Data entries

⁂

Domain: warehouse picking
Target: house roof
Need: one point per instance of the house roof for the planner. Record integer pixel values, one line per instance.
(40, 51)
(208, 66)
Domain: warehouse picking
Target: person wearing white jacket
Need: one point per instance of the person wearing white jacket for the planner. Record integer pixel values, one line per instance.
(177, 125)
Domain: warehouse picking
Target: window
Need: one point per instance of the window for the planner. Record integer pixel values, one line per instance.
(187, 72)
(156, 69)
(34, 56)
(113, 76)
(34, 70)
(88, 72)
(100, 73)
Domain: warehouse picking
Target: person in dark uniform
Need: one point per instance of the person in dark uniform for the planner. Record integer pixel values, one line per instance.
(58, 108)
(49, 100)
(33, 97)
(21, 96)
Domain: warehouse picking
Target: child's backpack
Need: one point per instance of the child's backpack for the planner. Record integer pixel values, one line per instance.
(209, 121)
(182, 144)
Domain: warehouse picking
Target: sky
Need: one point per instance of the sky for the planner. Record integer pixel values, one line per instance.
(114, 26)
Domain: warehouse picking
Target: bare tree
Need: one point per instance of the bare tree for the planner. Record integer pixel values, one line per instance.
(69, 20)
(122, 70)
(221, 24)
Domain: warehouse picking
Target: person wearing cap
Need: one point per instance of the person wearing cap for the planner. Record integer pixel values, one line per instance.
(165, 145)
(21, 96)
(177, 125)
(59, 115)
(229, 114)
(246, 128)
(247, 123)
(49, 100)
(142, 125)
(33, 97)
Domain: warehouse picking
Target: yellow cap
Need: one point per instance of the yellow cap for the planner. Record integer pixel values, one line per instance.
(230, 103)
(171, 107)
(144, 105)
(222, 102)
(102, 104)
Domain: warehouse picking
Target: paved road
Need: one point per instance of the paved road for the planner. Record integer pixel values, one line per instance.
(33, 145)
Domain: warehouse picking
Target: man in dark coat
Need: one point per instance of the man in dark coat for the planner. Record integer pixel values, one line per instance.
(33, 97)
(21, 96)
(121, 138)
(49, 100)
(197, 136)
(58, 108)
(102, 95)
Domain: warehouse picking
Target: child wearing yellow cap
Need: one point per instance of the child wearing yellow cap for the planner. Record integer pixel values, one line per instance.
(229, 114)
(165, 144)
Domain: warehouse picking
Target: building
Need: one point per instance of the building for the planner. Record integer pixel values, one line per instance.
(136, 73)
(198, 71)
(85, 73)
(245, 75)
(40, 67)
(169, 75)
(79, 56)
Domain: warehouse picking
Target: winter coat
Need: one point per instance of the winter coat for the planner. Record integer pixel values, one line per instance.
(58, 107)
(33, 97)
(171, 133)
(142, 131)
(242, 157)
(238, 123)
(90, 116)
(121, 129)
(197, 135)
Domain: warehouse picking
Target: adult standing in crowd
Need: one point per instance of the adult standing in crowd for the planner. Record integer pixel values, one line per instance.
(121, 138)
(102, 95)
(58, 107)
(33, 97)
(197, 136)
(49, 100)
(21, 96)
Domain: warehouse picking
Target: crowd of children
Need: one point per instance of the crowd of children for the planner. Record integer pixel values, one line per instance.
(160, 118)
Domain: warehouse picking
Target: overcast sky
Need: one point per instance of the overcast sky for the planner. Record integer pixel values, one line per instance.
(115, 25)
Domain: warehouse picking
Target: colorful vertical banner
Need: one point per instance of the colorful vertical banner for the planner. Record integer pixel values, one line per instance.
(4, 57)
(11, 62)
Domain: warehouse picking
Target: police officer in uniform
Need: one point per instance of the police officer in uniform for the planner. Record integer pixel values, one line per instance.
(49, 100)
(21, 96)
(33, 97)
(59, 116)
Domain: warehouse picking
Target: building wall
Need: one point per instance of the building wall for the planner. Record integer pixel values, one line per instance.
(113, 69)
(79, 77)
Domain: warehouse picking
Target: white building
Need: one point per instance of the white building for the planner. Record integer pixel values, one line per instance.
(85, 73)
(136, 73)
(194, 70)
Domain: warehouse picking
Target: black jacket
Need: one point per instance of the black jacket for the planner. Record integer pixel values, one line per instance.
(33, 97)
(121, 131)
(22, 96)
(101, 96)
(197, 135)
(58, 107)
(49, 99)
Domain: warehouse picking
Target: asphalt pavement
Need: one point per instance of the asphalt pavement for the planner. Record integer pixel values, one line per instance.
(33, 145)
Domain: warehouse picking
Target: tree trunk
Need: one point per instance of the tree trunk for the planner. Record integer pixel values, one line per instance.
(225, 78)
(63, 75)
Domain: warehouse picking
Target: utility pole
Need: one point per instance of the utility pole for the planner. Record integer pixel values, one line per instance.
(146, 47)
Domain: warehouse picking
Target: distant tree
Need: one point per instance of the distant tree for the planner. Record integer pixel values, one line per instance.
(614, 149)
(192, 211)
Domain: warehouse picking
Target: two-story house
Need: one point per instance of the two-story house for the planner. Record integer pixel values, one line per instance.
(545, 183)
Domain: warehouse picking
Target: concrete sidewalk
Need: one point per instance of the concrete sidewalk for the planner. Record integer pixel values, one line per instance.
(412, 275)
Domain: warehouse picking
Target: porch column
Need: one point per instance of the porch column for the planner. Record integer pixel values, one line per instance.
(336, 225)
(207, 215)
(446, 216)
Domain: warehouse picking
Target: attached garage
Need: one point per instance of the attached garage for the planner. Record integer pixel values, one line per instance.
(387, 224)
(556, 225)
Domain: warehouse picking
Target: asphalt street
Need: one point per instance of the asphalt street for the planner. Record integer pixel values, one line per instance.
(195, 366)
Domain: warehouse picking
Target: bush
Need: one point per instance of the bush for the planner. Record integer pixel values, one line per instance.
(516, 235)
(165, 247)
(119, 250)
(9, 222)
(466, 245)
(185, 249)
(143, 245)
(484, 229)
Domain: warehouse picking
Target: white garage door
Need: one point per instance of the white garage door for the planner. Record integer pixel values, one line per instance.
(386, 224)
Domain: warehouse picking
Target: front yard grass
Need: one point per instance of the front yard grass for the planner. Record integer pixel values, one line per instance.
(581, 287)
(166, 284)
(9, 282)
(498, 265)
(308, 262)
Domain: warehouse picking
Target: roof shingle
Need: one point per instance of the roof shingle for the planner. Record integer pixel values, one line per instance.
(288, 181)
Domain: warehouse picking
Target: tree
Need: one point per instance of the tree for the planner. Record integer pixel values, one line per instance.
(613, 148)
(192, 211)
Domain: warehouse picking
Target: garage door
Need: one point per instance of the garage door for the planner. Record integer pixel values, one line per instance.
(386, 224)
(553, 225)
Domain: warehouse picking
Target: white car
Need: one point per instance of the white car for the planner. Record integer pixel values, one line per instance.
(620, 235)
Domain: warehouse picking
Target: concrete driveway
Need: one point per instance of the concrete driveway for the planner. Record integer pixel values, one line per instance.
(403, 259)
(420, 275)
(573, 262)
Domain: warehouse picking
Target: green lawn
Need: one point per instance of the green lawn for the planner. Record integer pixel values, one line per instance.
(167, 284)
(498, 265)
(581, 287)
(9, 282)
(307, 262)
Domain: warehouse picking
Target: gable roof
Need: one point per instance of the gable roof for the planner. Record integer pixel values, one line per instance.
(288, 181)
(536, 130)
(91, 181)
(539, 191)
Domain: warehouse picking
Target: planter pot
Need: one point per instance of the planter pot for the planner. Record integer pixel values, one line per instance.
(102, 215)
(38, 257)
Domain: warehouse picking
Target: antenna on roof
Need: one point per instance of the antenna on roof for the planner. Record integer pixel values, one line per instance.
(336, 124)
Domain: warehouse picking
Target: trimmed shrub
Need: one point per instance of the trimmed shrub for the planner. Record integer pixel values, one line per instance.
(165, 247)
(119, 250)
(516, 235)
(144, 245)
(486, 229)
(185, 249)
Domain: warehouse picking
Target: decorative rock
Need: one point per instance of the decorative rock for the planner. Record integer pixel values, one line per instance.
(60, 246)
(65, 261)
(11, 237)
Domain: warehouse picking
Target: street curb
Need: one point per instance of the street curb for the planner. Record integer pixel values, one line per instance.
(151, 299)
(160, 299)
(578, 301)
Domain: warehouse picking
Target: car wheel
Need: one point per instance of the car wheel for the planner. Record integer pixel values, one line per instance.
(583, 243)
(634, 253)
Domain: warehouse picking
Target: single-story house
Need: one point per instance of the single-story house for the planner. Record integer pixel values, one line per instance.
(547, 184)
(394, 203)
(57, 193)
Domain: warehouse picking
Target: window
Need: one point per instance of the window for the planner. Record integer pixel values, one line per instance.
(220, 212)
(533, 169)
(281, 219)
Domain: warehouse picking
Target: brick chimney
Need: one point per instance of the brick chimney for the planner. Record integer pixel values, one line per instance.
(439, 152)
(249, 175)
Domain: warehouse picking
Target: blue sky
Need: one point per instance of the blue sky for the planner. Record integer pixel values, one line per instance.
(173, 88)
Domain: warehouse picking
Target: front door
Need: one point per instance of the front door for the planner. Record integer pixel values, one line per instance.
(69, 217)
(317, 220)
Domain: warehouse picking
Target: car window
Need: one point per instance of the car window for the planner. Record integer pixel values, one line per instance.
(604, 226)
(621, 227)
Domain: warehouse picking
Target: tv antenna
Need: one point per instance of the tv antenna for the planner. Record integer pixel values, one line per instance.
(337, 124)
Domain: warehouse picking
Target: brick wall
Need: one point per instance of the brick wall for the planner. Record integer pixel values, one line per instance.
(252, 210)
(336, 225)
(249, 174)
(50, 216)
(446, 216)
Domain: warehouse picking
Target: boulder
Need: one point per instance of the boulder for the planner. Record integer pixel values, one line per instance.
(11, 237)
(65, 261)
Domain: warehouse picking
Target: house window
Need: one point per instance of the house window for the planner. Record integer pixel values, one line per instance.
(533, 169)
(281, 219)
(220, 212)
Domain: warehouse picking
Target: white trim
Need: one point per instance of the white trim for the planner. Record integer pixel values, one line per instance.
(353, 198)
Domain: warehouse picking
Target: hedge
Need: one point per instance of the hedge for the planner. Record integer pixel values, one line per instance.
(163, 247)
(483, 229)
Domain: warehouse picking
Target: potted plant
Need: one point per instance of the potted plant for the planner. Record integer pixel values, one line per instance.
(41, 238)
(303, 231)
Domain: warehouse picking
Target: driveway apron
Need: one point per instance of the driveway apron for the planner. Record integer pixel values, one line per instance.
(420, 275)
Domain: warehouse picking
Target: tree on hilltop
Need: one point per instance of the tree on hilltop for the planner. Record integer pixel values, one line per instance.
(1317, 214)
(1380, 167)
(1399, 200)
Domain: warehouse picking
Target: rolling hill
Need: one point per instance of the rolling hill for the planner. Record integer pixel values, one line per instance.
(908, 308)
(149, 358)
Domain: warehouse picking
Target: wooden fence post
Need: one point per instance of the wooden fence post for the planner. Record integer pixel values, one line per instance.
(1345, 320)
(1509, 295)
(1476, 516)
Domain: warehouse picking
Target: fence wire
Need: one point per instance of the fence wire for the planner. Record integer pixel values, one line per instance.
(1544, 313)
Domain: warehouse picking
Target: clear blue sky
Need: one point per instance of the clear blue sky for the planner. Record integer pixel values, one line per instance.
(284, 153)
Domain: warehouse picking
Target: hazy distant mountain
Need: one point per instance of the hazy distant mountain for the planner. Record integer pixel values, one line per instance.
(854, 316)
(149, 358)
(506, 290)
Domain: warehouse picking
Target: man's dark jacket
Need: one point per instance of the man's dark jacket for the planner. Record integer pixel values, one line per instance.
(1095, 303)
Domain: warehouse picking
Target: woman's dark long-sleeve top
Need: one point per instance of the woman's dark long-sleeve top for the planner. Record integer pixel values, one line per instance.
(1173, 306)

⁂

■ Work to do ■
Gather every line of the data above that contains the string "bush", and copy each one. Case counts.

■ The response ■
Target: bush
Need: one point per instance of the bush for the planner. Record integer pixel values, one line per instance.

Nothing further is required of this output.